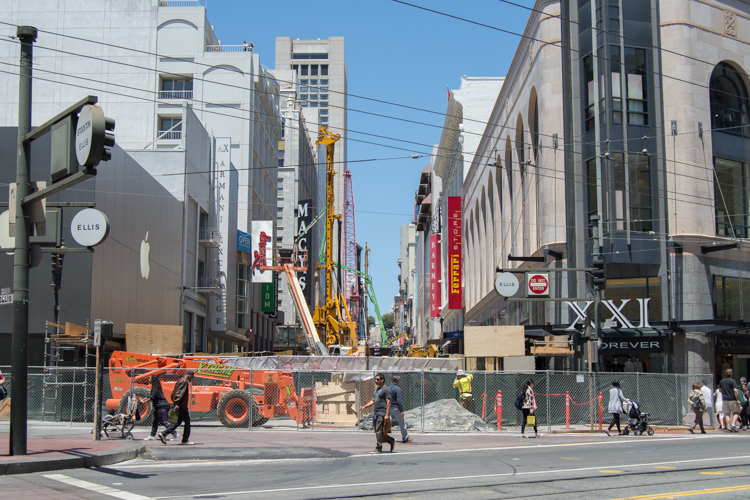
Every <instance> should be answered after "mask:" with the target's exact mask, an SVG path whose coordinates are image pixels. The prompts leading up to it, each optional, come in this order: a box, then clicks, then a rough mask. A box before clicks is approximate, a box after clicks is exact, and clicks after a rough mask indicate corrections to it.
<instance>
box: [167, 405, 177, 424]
mask: <svg viewBox="0 0 750 500" xmlns="http://www.w3.org/2000/svg"><path fill="white" fill-rule="evenodd" d="M179 419H180V412H178V411H177V410H175V409H174V406H173V407H171V408H170V409H169V414H167V422H168V423H170V424H176V423H177V421H178V420H179Z"/></svg>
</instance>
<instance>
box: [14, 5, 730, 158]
mask: <svg viewBox="0 0 750 500" xmlns="http://www.w3.org/2000/svg"><path fill="white" fill-rule="evenodd" d="M393 1H394V2H396V3H401V4H404V5H408V6H412V7H415V8H418V9H422V10H427V11H430V12H434V13H437V14H440V15H444V16H448V17H452V18H455V19H458V20H462V21H465V22H469V23H472V24H478V25H480V26H483V27H488V28H491V29H494V30H498V31H501V32H503V33H507V34H511V35H514V36H518V37H521V38H530V39H531V40H535V41H539V42H540V43H546V42H544V41H543V40H538V39H535V38H531V37H527V36H526V35H522V34H519V33H516V32H513V31H510V30H505V29H502V28H497V27H493V26H490V25H485V24H482V23H477V22H475V21H471V20H468V19H464V18H461V17H458V16H453V15H451V14H446V13H443V12H440V11H436V10H432V9H427V8H425V7H420V6H418V5H414V4H409V3H407V2H403V1H401V0H393ZM556 17H560V16H556ZM0 24H5V25H8V26H15V27H17V26H19V25H17V24H14V23H8V22H4V21H0ZM39 32H41V33H47V34H50V35H53V36H59V37H63V38H70V39H73V40H79V41H84V42H87V43H93V44H98V45H103V46H106V47H110V48H117V49H121V50H128V51H132V52H136V53H141V54H144V55H149V56H155V57H162V58H167V57H169V56H165V55H163V54H158V53H156V52H149V51H144V50H140V49H134V48H131V47H125V46H122V45H116V44H111V43H107V42H101V41H98V40H91V39H87V38H81V37H76V36H73V35H66V34H62V33H56V32H53V31H48V30H39ZM10 38H11V39H14V38H15V37H13V36H11V37H10ZM550 45H552V46H555V47H559V48H560V49H561V50H562V49H563V47H562V46H560V45H556V44H554V43H551V44H550ZM39 48H43V49H46V50H52V51H56V52H62V53H67V54H70V55H77V56H79V57H87V58H92V59H95V60H100V61H103V62H108V63H114V64H121V65H125V66H130V67H134V68H138V69H144V70H148V71H152V72H156V73H159V74H164V75H170V76H178V77H184V75H183V74H178V73H170V72H160V71H158V70H156V69H155V68H149V67H144V66H138V65H133V64H129V63H123V62H120V61H111V60H109V59H105V58H100V57H96V56H90V55H87V54H79V53H74V52H67V51H64V50H61V49H54V48H49V47H39ZM570 50H574V49H570ZM576 52H579V53H581V51H576ZM586 55H588V54H586ZM592 55H593V57H597V58H599V59H603V60H607V61H611V60H610V59H605V58H603V57H600V56H598V55H597V54H592ZM191 63H192V64H194V65H196V66H204V67H206V68H213V67H214V66H213V65H210V64H206V63H199V62H196V61H191ZM623 66H625V67H628V66H627V65H625V64H624V63H623ZM649 72H650V73H652V74H654V75H661V76H664V77H665V78H672V79H676V80H678V81H682V82H684V83H688V84H694V85H699V86H701V87H703V88H708V87H707V86H705V85H700V84H698V83H695V82H689V81H686V80H680V79H678V78H676V77H671V76H669V75H664V74H663V73H660V72H657V71H654V70H651V71H649ZM248 75H250V76H262V75H256V74H254V73H248ZM194 80H197V81H205V80H204V79H202V78H194ZM277 81H279V82H284V83H293V82H290V81H288V80H280V79H277ZM211 83H212V84H214V85H220V86H226V87H231V88H238V89H241V90H246V89H245V88H244V87H240V86H237V85H232V84H227V83H223V82H211ZM256 92H258V93H265V94H268V92H264V91H257V90H256ZM329 93H333V94H341V95H346V96H349V97H355V98H358V99H363V100H368V101H373V102H377V103H381V104H387V105H391V106H396V107H402V108H405V109H411V110H415V111H420V112H424V113H430V114H435V115H439V116H441V117H443V116H445V113H444V112H440V111H434V110H429V109H424V108H419V107H416V106H410V105H407V104H402V103H396V102H392V101H386V100H383V99H376V98H372V97H367V96H362V95H357V94H351V93H348V92H341V91H335V90H330V89H329ZM723 93H725V94H727V95H729V96H734V97H737V96H736V95H735V94H730V93H728V92H723ZM329 107H333V108H341V109H344V108H343V107H342V106H335V105H329ZM347 110H348V111H352V112H355V113H362V114H368V115H371V116H378V117H381V118H387V119H392V120H397V121H403V122H406V123H414V124H417V125H424V126H429V127H434V128H439V129H442V128H444V127H443V126H442V125H436V124H430V123H424V122H419V121H416V120H409V119H406V118H400V117H395V116H391V115H384V114H381V113H373V112H369V111H364V110H358V109H354V108H347ZM465 121H467V122H469V121H470V122H476V123H481V124H483V125H487V123H486V122H484V121H482V120H477V119H471V118H466V119H465ZM509 129H510V130H516V129H515V128H513V127H509ZM464 133H465V134H466V133H468V134H473V135H482V134H479V133H477V132H467V131H464ZM678 135H681V134H678ZM539 136H540V137H549V138H552V137H553V136H552V135H551V134H541V133H540V134H539ZM668 136H671V134H664V136H653V138H660V137H668ZM650 138H651V137H650ZM578 142H580V143H581V144H593V143H588V142H584V141H578Z"/></svg>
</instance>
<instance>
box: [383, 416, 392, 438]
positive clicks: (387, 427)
mask: <svg viewBox="0 0 750 500" xmlns="http://www.w3.org/2000/svg"><path fill="white" fill-rule="evenodd" d="M390 433H391V419H390V418H389V419H383V435H384V436H385V435H386V434H390Z"/></svg>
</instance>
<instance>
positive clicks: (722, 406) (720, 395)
mask: <svg viewBox="0 0 750 500" xmlns="http://www.w3.org/2000/svg"><path fill="white" fill-rule="evenodd" d="M714 396H716V404H715V405H714V409H715V411H716V421H717V422H719V430H722V429H724V401H723V399H722V397H721V387H720V386H719V385H717V386H716V390H715V391H714Z"/></svg>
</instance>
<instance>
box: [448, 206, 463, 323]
mask: <svg viewBox="0 0 750 500" xmlns="http://www.w3.org/2000/svg"><path fill="white" fill-rule="evenodd" d="M462 302H463V301H462V300H461V197H460V196H449V197H448V309H461V307H462V305H463V304H462Z"/></svg>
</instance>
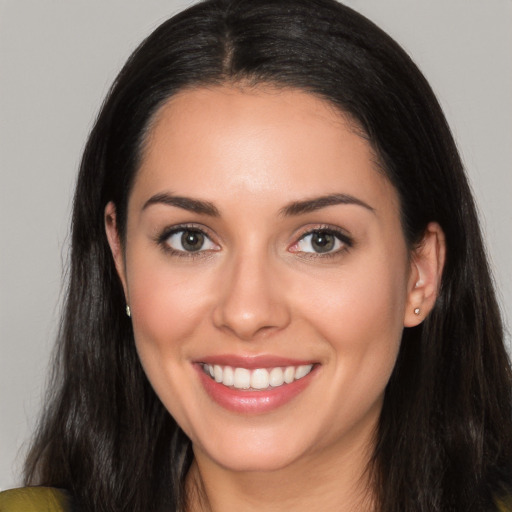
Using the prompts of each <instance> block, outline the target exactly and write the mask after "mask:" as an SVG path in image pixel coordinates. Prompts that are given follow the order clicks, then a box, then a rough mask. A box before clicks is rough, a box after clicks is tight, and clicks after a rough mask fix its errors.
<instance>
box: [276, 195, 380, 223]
mask: <svg viewBox="0 0 512 512" xmlns="http://www.w3.org/2000/svg"><path fill="white" fill-rule="evenodd" d="M337 204H354V205H357V206H362V207H363V208H366V209H367V210H369V211H371V212H372V213H375V209H374V208H372V207H371V206H370V205H369V204H367V203H365V202H364V201H361V199H357V197H354V196H351V195H349V194H329V195H327V196H320V197H314V198H312V199H306V200H304V201H294V202H293V203H290V204H288V205H287V206H285V207H284V208H282V209H281V210H280V214H281V215H283V216H285V217H290V216H293V215H302V214H304V213H310V212H314V211H316V210H320V209H322V208H325V207H327V206H333V205H337Z"/></svg>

-=-=-=-=-

**Exercise brief**
Reproduce every entry above verbatim, leaving out the pictures.

**Answer to this problem**
Every <instance> should be answered after "mask:" with the target's exact mask, an SVG path whose coordinates are image pixels. The prompts leading up to it, each optional, come in this order: a box, then clicks, then a rough mask. A box before clicks is approximate, a box after clicks is exact, and clicks after a rough mask indicate corrections to it.
<instance>
box: [167, 405, 177, 424]
mask: <svg viewBox="0 0 750 500" xmlns="http://www.w3.org/2000/svg"><path fill="white" fill-rule="evenodd" d="M179 419H180V412H178V411H177V410H175V409H174V406H173V407H171V408H170V409H169V414H167V422H168V423H170V424H176V423H177V421H178V420H179Z"/></svg>
</instance>
<instance>
box: [14, 5, 730, 158]
mask: <svg viewBox="0 0 750 500" xmlns="http://www.w3.org/2000/svg"><path fill="white" fill-rule="evenodd" d="M393 1H394V2H396V3H401V4H404V5H408V6H412V7H415V8H418V9H422V10H427V11H430V12H434V13H437V14H440V15H444V16H448V17H452V18H455V19H458V20H462V21H465V22H469V23H472V24H478V25H480V26H483V27H488V28H491V29H494V30H498V31H501V32H503V33H507V34H511V35H514V36H518V37H521V38H530V39H531V40H535V41H539V42H540V43H546V42H544V41H543V40H538V39H535V38H531V37H527V36H526V35H522V34H519V33H516V32H513V31H510V30H505V29H502V28H497V27H493V26H490V25H485V24H482V23H477V22H475V21H471V20H468V19H464V18H461V17H458V16H453V15H451V14H446V13H443V12H440V11H436V10H432V9H427V8H425V7H420V6H418V5H414V4H409V3H407V2H403V1H401V0H393ZM556 17H560V16H556ZM0 24H5V25H8V26H15V27H17V26H19V25H17V24H14V23H8V22H4V21H0ZM39 32H41V33H47V34H50V35H53V36H59V37H63V38H70V39H73V40H79V41H84V42H87V43H93V44H98V45H103V46H106V47H110V48H117V49H121V50H128V51H132V52H136V53H141V54H144V55H149V56H155V57H162V58H167V57H169V56H165V55H163V54H158V53H156V52H149V51H144V50H140V49H134V48H131V47H125V46H122V45H116V44H111V43H107V42H101V41H98V40H91V39H87V38H81V37H76V36H73V35H66V34H62V33H56V32H53V31H48V30H39ZM10 38H11V39H14V38H15V37H13V36H11V37H10ZM550 45H552V46H555V47H559V48H560V49H561V50H562V49H563V47H562V46H560V45H556V44H554V43H551V44H550ZM39 48H43V49H46V50H52V51H56V52H62V53H67V54H70V55H77V56H79V57H87V58H92V59H95V60H100V61H103V62H108V63H114V64H121V65H125V66H130V67H134V68H138V69H144V70H148V71H152V72H156V73H159V74H164V75H170V76H178V77H184V75H183V74H178V73H170V72H160V71H158V70H156V69H155V68H149V67H144V66H138V65H133V64H129V63H123V62H120V61H111V60H109V59H105V58H100V57H96V56H90V55H87V54H79V53H74V52H67V51H64V50H61V49H54V48H49V47H39ZM570 50H574V49H570ZM576 52H579V53H581V51H576ZM586 55H588V54H586ZM592 55H593V57H597V58H599V59H603V60H607V61H611V60H610V59H605V58H603V57H600V56H598V55H597V54H592ZM191 63H192V64H194V65H196V66H204V67H206V68H213V67H214V66H213V65H210V64H206V63H199V62H196V61H191ZM623 66H625V67H628V66H627V65H625V64H624V63H623ZM649 72H650V73H652V74H654V75H661V76H664V77H665V78H672V79H676V80H678V81H682V82H684V83H688V84H694V85H699V86H701V87H703V88H708V87H707V86H705V85H700V84H698V83H695V82H689V81H686V80H680V79H678V78H676V77H671V76H669V75H664V74H663V73H660V72H657V71H654V70H651V71H649ZM248 75H250V76H262V75H256V74H254V73H248ZM194 80H197V81H205V80H204V79H202V78H194ZM277 81H279V82H284V83H293V82H290V81H288V80H280V79H277ZM211 83H212V84H214V85H220V86H226V87H231V88H238V89H241V90H246V89H245V88H244V87H240V86H237V85H232V84H227V83H223V82H211ZM256 92H258V93H265V94H268V92H264V91H257V90H256ZM329 93H333V94H341V95H346V96H349V97H355V98H358V99H363V100H368V101H373V102H377V103H381V104H387V105H391V106H396V107H402V108H405V109H411V110H415V111H420V112H424V113H430V114H435V115H439V116H441V117H443V116H445V113H444V112H440V111H434V110H429V109H424V108H419V107H416V106H410V105H407V104H402V103H396V102H392V101H386V100H383V99H376V98H372V97H367V96H362V95H357V94H351V93H348V92H341V91H335V90H330V89H329ZM723 93H725V94H727V95H729V96H734V97H737V96H736V95H735V94H730V93H728V92H723ZM329 107H333V108H341V109H344V108H343V107H342V106H335V105H329ZM347 110H348V111H352V112H355V113H362V114H368V115H371V116H378V117H381V118H387V119H392V120H397V121H403V122H406V123H414V124H417V125H424V126H429V127H434V128H439V129H442V128H444V127H443V126H442V125H436V124H430V123H424V122H419V121H416V120H409V119H406V118H400V117H395V116H391V115H384V114H381V113H373V112H369V111H364V110H358V109H354V108H347ZM465 121H467V122H469V121H470V122H476V123H481V124H483V125H487V123H486V122H484V121H482V120H477V119H471V118H466V119H465ZM509 129H510V130H516V129H515V128H513V127H509ZM464 133H465V134H466V133H468V134H473V135H482V134H479V133H477V132H467V131H464ZM678 135H681V134H678ZM539 136H540V137H549V138H552V137H553V136H552V135H551V134H541V133H540V134H539ZM668 136H671V134H664V136H653V138H660V137H668ZM650 138H651V137H650ZM578 142H580V143H581V144H593V143H588V142H584V141H578Z"/></svg>
</instance>
<instance>
box: [383, 416, 392, 438]
positive clicks: (387, 427)
mask: <svg viewBox="0 0 750 500" xmlns="http://www.w3.org/2000/svg"><path fill="white" fill-rule="evenodd" d="M390 433H391V419H390V418H389V419H383V435H384V436H385V435H386V434H390Z"/></svg>
</instance>
<instance>
positive clicks: (722, 406) (720, 395)
mask: <svg viewBox="0 0 750 500" xmlns="http://www.w3.org/2000/svg"><path fill="white" fill-rule="evenodd" d="M714 396H716V404H715V405H714V409H715V411H716V421H717V422H719V430H722V429H724V401H723V399H722V397H721V387H720V386H719V385H717V386H716V390H715V391H714Z"/></svg>
</instance>
<instance>
box: [448, 206, 463, 323]
mask: <svg viewBox="0 0 750 500" xmlns="http://www.w3.org/2000/svg"><path fill="white" fill-rule="evenodd" d="M462 302H463V301H462V300H461V197H460V196H449V197H448V309H461V307H462V305H463V304H462Z"/></svg>
</instance>
Using the prompts of each <instance> block, outline the target exactly and write the mask after "mask:" as an SVG path in image pixel coordinates. Prompts that are given follow the order clicks, then a box, then a rough mask. A box before clicks is rough, a box after clicks is tight, and clicks after a rough mask fix its errors.
<instance>
box: [276, 195, 380, 223]
mask: <svg viewBox="0 0 512 512" xmlns="http://www.w3.org/2000/svg"><path fill="white" fill-rule="evenodd" d="M337 204H354V205H357V206H362V207H363V208H366V209H367V210H369V211H371V212H372V213H375V209H374V208H372V207H371V206H370V205H369V204H367V203H365V202H364V201H361V199H357V197H354V196H351V195H349V194H329V195H327V196H320V197H314V198H312V199H306V200H304V201H294V202H293V203H290V204H288V205H287V206H285V207H284V208H282V209H281V210H280V214H281V215H283V216H285V217H290V216H293V215H302V214H304V213H310V212H314V211H316V210H320V209H322V208H325V207H327V206H333V205H337Z"/></svg>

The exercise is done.